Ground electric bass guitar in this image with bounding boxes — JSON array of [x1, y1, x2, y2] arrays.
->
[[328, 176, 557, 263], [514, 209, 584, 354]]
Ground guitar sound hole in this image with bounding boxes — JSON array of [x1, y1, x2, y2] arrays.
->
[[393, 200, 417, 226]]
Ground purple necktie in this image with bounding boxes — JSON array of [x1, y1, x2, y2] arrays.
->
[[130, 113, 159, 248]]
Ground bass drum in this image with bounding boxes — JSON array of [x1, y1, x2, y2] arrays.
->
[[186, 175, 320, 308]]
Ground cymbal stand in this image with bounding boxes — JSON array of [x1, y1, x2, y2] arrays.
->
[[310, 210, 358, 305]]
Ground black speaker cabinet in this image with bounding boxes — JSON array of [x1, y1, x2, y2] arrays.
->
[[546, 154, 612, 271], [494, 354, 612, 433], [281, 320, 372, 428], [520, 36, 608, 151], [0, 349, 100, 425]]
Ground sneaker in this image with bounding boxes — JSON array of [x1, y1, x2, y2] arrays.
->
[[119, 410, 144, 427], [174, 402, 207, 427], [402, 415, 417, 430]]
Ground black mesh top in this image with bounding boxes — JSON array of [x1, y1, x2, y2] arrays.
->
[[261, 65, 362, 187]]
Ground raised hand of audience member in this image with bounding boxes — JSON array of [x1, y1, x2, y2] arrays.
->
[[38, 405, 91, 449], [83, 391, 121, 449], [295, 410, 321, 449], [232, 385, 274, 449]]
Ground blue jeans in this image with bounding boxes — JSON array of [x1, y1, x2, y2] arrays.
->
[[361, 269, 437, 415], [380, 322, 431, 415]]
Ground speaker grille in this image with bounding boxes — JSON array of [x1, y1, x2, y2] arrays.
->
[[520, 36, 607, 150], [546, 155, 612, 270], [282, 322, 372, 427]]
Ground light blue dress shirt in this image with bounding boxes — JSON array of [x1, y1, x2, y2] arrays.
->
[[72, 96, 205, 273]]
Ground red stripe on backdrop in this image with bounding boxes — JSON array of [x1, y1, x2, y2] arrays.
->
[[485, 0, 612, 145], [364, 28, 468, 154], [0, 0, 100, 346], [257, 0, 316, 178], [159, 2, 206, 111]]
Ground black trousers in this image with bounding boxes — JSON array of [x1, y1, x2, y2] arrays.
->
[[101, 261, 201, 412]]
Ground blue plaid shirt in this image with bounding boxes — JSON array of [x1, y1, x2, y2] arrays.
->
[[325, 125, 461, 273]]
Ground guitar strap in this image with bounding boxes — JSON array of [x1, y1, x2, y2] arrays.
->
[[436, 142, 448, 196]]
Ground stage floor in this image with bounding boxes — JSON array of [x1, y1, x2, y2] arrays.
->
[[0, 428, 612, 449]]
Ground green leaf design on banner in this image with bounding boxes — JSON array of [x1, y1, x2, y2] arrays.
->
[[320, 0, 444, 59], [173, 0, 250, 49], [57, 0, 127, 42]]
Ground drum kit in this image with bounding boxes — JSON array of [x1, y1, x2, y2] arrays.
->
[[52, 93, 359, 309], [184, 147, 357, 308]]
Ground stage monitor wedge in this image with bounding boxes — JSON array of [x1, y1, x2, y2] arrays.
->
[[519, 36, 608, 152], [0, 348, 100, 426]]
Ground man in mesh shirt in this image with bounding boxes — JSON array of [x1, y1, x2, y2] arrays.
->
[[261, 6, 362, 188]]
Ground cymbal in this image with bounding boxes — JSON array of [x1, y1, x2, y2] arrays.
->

= = = =

Exercise description | Rewrite everything from the line containing "Ground stage monitor" down to the end of the material, putting "mesh tank top" in place of "mesh shirt" and leaving all else unchanged.

Answer in full |
Ground stage monitor wedge in this image with bounding boxes — JSON array of [x1, y1, x2, y2] arrays.
->
[[519, 36, 608, 152], [0, 348, 100, 426]]
Ground man in mesh tank top in this image with bounding boxes — JSON array of [x1, y1, x2, y2] arrays.
->
[[261, 6, 362, 188]]
Ground cymbal in this image with bounding boxes — JSON array of [x1, y1, x2, y2] arrays.
->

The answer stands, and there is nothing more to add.